↓

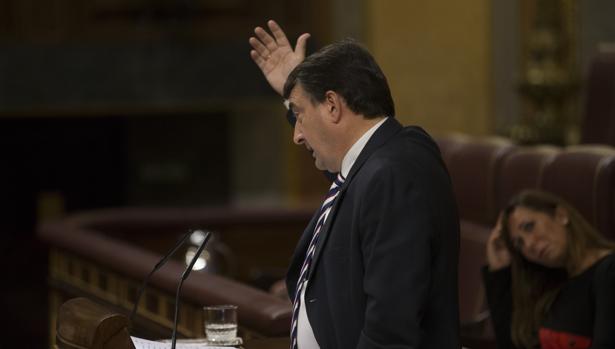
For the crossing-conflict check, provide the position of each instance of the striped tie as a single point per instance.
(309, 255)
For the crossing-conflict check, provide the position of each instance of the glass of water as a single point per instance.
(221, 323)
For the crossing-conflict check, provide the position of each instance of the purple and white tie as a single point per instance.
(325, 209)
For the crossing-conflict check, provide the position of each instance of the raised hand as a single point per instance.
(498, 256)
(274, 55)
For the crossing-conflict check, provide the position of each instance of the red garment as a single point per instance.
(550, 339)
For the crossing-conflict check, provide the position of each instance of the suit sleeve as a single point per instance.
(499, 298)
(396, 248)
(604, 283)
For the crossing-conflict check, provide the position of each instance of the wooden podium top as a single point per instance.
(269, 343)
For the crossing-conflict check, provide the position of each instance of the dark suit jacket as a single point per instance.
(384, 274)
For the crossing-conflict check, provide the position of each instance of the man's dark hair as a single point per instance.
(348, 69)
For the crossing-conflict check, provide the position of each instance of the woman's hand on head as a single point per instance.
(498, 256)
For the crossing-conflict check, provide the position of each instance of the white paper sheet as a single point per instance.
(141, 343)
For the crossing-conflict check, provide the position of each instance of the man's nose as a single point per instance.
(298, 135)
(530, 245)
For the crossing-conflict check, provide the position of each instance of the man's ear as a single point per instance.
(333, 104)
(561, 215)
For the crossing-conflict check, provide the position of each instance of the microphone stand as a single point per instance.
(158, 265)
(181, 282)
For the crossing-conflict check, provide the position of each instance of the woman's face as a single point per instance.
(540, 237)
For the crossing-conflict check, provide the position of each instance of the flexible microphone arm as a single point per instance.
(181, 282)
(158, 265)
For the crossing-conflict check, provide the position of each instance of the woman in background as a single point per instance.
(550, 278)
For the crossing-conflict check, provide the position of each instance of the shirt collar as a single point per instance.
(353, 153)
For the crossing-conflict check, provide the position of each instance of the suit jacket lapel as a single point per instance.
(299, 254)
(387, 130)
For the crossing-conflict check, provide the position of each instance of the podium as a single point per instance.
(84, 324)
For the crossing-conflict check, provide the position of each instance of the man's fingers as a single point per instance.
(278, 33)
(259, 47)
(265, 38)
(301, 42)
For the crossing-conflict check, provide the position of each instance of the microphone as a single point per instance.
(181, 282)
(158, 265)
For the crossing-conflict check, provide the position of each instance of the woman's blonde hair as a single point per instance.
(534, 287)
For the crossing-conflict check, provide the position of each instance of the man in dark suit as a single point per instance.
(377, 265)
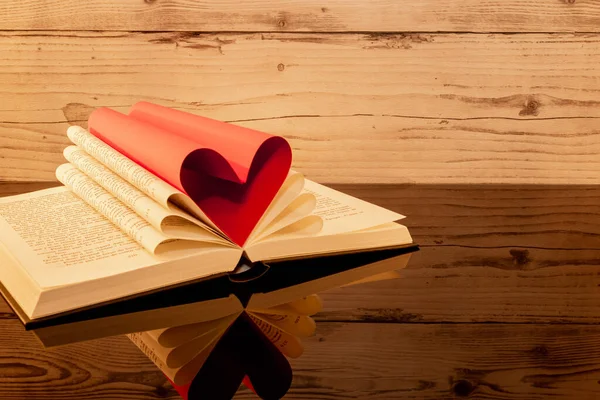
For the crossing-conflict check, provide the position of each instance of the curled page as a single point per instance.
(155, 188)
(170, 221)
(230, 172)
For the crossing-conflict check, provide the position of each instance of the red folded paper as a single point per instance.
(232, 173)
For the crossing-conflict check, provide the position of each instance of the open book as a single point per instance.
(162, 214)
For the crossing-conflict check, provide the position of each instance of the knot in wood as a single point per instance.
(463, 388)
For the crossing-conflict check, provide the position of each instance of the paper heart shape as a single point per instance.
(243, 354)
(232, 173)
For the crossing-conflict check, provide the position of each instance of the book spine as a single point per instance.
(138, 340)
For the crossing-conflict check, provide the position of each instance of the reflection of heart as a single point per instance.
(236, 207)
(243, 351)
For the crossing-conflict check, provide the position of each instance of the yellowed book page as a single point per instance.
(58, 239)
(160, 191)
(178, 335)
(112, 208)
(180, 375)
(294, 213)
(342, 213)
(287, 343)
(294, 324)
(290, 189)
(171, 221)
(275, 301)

↑

_WHAT IS BEING ASKED:_
In the answer, please give only the lines from the line containing "paper as a single point per instance." through the final line of the data, copied exactly.

_TASK OUTPUT:_
For the crossing-conflict check, provide the position of each instance of the red folded paper as a single point per instance.
(232, 173)
For the crossing-conflict check, provide the position of each instance of the open book as a single point per instance.
(162, 214)
For the crossing-conflict check, provide the position of each instance of the knot in wood as a single point per instance.
(463, 388)
For the crossing-conflict check, provide the position of each instance of the paper heart shape as a single point per instance.
(243, 354)
(232, 173)
For the crossing-conflict check, provide the position of each instance of the book spine as a single point per instance.
(138, 340)
For the crossing-conflict check, provide the position of each instance of the reflection of heart as a single point per instance.
(236, 207)
(243, 351)
For the crossing-conflict check, provide the position of each instance of the yellowed book page as a single point per instance.
(58, 239)
(160, 191)
(178, 335)
(112, 208)
(180, 375)
(294, 213)
(342, 213)
(287, 343)
(294, 324)
(290, 189)
(171, 221)
(275, 301)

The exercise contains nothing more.